### DATASET CONTENT:
+++++

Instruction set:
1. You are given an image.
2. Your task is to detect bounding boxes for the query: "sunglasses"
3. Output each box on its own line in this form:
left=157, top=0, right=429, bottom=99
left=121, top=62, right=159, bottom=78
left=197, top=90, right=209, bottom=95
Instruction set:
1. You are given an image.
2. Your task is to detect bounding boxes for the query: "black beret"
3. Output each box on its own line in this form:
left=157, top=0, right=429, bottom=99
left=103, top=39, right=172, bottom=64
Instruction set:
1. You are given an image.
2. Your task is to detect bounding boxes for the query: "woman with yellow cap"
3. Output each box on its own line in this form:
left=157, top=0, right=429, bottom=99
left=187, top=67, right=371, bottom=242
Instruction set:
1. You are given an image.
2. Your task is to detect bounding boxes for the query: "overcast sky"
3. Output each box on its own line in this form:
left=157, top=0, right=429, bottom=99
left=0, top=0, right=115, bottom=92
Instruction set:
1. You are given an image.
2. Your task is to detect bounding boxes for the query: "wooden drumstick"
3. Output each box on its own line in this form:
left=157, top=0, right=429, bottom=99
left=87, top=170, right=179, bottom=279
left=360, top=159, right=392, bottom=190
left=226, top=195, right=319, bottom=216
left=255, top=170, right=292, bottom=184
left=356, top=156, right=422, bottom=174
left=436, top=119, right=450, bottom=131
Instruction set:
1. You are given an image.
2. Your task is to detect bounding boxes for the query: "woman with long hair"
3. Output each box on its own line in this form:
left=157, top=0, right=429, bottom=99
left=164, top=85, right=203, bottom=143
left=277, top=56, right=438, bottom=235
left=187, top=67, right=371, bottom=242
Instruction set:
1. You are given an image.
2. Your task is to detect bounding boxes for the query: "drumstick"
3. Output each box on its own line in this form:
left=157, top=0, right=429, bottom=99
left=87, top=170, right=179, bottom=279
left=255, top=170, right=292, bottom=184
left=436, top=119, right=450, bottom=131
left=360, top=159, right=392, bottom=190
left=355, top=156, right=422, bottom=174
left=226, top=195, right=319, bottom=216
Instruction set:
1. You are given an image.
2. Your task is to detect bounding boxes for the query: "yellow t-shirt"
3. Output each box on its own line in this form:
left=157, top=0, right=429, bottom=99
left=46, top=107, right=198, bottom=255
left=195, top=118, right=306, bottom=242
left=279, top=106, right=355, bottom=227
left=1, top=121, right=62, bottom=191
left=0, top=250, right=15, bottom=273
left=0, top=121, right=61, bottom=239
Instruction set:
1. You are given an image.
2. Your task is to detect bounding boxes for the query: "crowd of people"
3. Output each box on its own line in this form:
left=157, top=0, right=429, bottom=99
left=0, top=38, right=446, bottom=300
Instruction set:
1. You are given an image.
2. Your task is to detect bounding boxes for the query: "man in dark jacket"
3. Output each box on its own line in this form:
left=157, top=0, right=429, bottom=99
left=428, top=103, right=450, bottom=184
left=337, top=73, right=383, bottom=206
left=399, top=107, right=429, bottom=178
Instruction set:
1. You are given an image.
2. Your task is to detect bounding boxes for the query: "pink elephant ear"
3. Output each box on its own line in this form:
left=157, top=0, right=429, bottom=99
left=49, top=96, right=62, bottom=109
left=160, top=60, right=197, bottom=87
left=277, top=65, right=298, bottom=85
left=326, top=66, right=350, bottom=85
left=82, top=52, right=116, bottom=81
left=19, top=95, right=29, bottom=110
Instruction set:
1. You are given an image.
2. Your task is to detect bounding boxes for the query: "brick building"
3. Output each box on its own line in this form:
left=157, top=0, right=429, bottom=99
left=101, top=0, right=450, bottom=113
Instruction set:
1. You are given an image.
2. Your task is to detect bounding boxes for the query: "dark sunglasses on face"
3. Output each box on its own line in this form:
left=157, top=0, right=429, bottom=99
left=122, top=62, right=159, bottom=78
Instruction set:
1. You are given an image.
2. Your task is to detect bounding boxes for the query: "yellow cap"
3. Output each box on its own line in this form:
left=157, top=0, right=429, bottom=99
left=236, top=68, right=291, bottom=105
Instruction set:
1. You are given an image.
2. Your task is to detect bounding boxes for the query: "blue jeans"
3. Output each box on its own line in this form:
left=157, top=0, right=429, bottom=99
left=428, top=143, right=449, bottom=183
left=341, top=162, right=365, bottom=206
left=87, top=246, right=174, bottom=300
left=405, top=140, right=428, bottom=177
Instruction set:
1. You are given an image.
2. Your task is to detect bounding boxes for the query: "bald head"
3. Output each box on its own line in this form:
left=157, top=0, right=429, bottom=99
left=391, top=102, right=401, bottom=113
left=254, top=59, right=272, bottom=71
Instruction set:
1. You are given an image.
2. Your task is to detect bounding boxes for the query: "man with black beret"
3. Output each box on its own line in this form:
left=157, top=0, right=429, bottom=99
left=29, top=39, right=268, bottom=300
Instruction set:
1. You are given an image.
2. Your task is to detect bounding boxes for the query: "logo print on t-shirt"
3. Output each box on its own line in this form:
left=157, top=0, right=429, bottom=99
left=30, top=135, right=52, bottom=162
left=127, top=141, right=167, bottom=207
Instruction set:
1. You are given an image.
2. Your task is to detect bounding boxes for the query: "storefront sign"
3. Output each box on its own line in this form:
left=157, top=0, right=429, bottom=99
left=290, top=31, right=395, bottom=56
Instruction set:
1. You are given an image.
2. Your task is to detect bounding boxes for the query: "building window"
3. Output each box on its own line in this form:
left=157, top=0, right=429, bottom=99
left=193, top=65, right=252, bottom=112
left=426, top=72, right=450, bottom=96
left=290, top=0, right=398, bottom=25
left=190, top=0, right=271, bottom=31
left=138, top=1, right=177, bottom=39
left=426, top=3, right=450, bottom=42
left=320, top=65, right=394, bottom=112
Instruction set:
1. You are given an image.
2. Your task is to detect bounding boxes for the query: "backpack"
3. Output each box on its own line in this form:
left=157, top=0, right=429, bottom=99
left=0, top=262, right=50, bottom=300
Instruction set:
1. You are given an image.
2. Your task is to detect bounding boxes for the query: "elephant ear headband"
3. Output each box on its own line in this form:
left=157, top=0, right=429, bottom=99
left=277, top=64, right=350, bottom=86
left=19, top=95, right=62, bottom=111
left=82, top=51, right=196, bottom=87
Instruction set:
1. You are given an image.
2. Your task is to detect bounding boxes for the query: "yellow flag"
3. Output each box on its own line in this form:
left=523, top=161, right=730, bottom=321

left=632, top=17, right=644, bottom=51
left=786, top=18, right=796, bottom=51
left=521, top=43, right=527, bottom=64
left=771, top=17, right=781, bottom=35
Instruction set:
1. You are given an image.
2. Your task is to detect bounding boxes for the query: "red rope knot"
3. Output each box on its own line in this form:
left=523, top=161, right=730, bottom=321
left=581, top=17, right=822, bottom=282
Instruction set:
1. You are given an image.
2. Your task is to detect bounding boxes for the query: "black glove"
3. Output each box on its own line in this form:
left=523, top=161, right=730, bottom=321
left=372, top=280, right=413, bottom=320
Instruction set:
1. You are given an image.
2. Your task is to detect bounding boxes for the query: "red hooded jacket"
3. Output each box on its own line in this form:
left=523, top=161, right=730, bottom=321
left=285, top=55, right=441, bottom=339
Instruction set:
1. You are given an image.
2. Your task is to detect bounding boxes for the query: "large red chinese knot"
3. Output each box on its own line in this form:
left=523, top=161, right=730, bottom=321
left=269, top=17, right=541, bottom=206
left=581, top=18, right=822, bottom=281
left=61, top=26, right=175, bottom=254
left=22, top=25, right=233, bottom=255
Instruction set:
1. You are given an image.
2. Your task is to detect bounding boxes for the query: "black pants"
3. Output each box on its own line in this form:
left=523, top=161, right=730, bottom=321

+++++

### WHAT IS NEEDED:
Your answer must be the full listing above, reproduced exactly.

### WRITTEN SOLUTION:
Instruction set:
1. You are given an image.
2. Your task is to detect bounding boxes for the query: "sunglasses"
3. Output each box on its own line in this form:
left=157, top=0, right=429, bottom=99
left=121, top=62, right=159, bottom=78
left=197, top=90, right=209, bottom=95
Instruction set:
1. You are given an image.
2. Your task is to detect bounding boxes for the query: "black beret"
3. Output each box on its own line in this form:
left=157, top=0, right=429, bottom=99
left=103, top=39, right=172, bottom=64
Instruction set:
1. You are given an image.
2. Your task is to detect bounding boxes for the query: "woman with yellow cap"
3. Output each box on its own line in this form:
left=157, top=0, right=429, bottom=99
left=187, top=67, right=371, bottom=242
Instruction set:
1. You are given an image.
2. Your task is to detect bounding boxes for the query: "overcast sky"
3. Output each box on its own line in this form:
left=157, top=0, right=429, bottom=99
left=0, top=0, right=115, bottom=92
Instruction set:
1. You are given an image.
2. Your task is to detect bounding boxes for the query: "wooden drumstick"
3. Output each box on its own line in this form:
left=157, top=0, right=429, bottom=99
left=87, top=170, right=179, bottom=279
left=360, top=159, right=392, bottom=190
left=226, top=195, right=319, bottom=216
left=255, top=170, right=292, bottom=184
left=356, top=156, right=422, bottom=174
left=436, top=119, right=450, bottom=131
Instruction set:
1. You are given an image.
2. Your task is to detect bounding boxes for the query: "woman with long hair"
3. Output each box on its own line in this form:
left=157, top=0, right=429, bottom=99
left=164, top=85, right=203, bottom=143
left=277, top=56, right=438, bottom=235
left=187, top=67, right=371, bottom=242
Instruction set:
1. You are given an image.
2. Your task is to detect bounding boxes for the query: "drumstick"
3. Output each box on its own line in this form:
left=157, top=0, right=429, bottom=99
left=87, top=170, right=179, bottom=279
left=255, top=170, right=292, bottom=184
left=436, top=119, right=450, bottom=131
left=360, top=159, right=392, bottom=190
left=355, top=156, right=422, bottom=174
left=226, top=195, right=319, bottom=216
Instruction set:
1. You are given an image.
2. Your task is to detect bounding boxes for the query: "yellow t-shirt"
3. Output each box on its own line in this form:
left=157, top=0, right=429, bottom=99
left=46, top=107, right=198, bottom=255
left=195, top=118, right=306, bottom=242
left=279, top=106, right=355, bottom=227
left=1, top=121, right=62, bottom=191
left=0, top=250, right=15, bottom=273
left=0, top=121, right=61, bottom=239
Instruction set:
1. You are given an image.
2. Your task is to detect bounding boxes for the query: "crowd of people"
3. Output each box on its own line in this form:
left=157, top=0, right=429, bottom=99
left=0, top=38, right=446, bottom=300
Instruction set:
1. You are given an image.
2. Your task is to detect bounding boxes for the query: "man in dark jacket"
3. Output each box on its own line in this form:
left=157, top=0, right=429, bottom=99
left=428, top=103, right=450, bottom=184
left=337, top=73, right=383, bottom=206
left=399, top=107, right=429, bottom=178
Instruction set:
1. You are given an image.
2. Your task is to detect bounding boxes for the query: "pink elephant ear"
3. Output each box on its own line in this form:
left=157, top=0, right=429, bottom=99
left=49, top=96, right=62, bottom=109
left=160, top=60, right=197, bottom=87
left=277, top=65, right=298, bottom=85
left=326, top=66, right=350, bottom=85
left=82, top=52, right=116, bottom=81
left=19, top=95, right=29, bottom=110
Instruction set:
1. You are given an image.
2. Your task is to detect bounding boxes for the query: "brick building"
3. Output each box on its own line in this form:
left=157, top=0, right=429, bottom=99
left=101, top=0, right=450, bottom=113
Instruction set:
1. You are given an image.
2. Your task is to detect bounding boxes for the query: "dark sunglasses on face"
3. Output each box on its own line in this form:
left=157, top=0, right=429, bottom=99
left=122, top=62, right=159, bottom=78
Instruction set:
1. You are given an image.
2. Your task is to detect bounding boxes for the query: "yellow cap"
3. Output each box on its own line in this form:
left=157, top=0, right=429, bottom=99
left=236, top=68, right=291, bottom=105
Instruction set:
1. You are given an image.
2. Your task is to detect bounding boxes for the query: "blue jeans"
3. Output each box on its own line in this form:
left=157, top=0, right=429, bottom=99
left=428, top=143, right=449, bottom=183
left=341, top=162, right=365, bottom=206
left=87, top=246, right=174, bottom=300
left=405, top=140, right=428, bottom=177
Instruction set:
1. You are given an image.
2. Your task is to detect bounding boxes for the query: "bald head"
3. Output each box on its own line in this form:
left=157, top=0, right=429, bottom=99
left=391, top=102, right=401, bottom=113
left=254, top=59, right=272, bottom=71
Instruction set:
1. You are given an image.
2. Your task is to detect bounding boxes for the query: "man with black beret"
3. Output each box on its own line in this form:
left=157, top=0, right=429, bottom=99
left=29, top=39, right=268, bottom=300
Instruction set:
1. You are given an image.
2. Your task is to detect bounding boxes for the query: "logo print on t-shirt"
3. Output each box on its own line in this form:
left=157, top=0, right=429, bottom=99
left=30, top=135, right=52, bottom=162
left=127, top=141, right=167, bottom=207
Instruction set:
1. You are given an image.
2. Your task is to detect bounding boxes for the query: "storefront sign"
3. Output each box on its own line in this form:
left=157, top=0, right=429, bottom=99
left=290, top=31, right=395, bottom=56
Instruction set:
1. You are given an image.
2. Your task is to detect bounding boxes for the query: "building window"
3. Output each box on its own line in this form:
left=157, top=0, right=429, bottom=99
left=193, top=65, right=252, bottom=112
left=426, top=72, right=450, bottom=96
left=290, top=0, right=398, bottom=25
left=190, top=0, right=271, bottom=31
left=138, top=1, right=177, bottom=39
left=426, top=3, right=450, bottom=42
left=320, top=65, right=394, bottom=112
Instruction set:
1. You are given an image.
2. Your task is to detect bounding boxes for the query: "backpack"
3. Output each box on its own line in this form:
left=157, top=0, right=429, bottom=99
left=0, top=262, right=50, bottom=300
Instruction set:
1. You are given an image.
2. Your task is to detect bounding boxes for the query: "elephant ear headband"
3. Output each box on its own line in this form:
left=157, top=0, right=429, bottom=99
left=277, top=64, right=350, bottom=86
left=19, top=95, right=62, bottom=111
left=82, top=51, right=196, bottom=87
Instruction set:
1. You are given an image.
2. Your task is to detect bounding boxes for the query: "yellow flag"
3. Output each box on its own line in this form:
left=523, top=161, right=730, bottom=321

left=632, top=17, right=644, bottom=51
left=786, top=18, right=796, bottom=51
left=521, top=43, right=527, bottom=64
left=771, top=17, right=781, bottom=35
Instruction set:
1. You are given an image.
2. Your task is to detect bounding boxes for the query: "red rope knot"
3. Output each box on its own line in this form:
left=523, top=161, right=730, bottom=321
left=581, top=17, right=822, bottom=282
Instruction set:
1. You are given an image.
2. Your task is to detect bounding boxes for the query: "black glove"
3. Output each box on its own line in this form:
left=523, top=161, right=730, bottom=321
left=372, top=280, right=413, bottom=320
Instruction set:
1. You are given an image.
2. Your task is to detect bounding boxes for the query: "red hooded jacket"
3. Output each box on its own line in this form:
left=523, top=161, right=730, bottom=321
left=285, top=55, right=441, bottom=339
Instruction set:
1. You are given an image.
2. Your task is to detect bounding boxes for the query: "large red chinese knot"
3. Output each box on its own line in this form:
left=523, top=161, right=730, bottom=321
left=269, top=17, right=541, bottom=206
left=581, top=18, right=822, bottom=281
left=61, top=26, right=175, bottom=254
left=22, top=25, right=233, bottom=255
Instruction set:
1. You are given an image.
2. Your task is to detect bounding boxes for the query: "black pants"
3. Output each box on its own line in this form:
left=523, top=161, right=730, bottom=321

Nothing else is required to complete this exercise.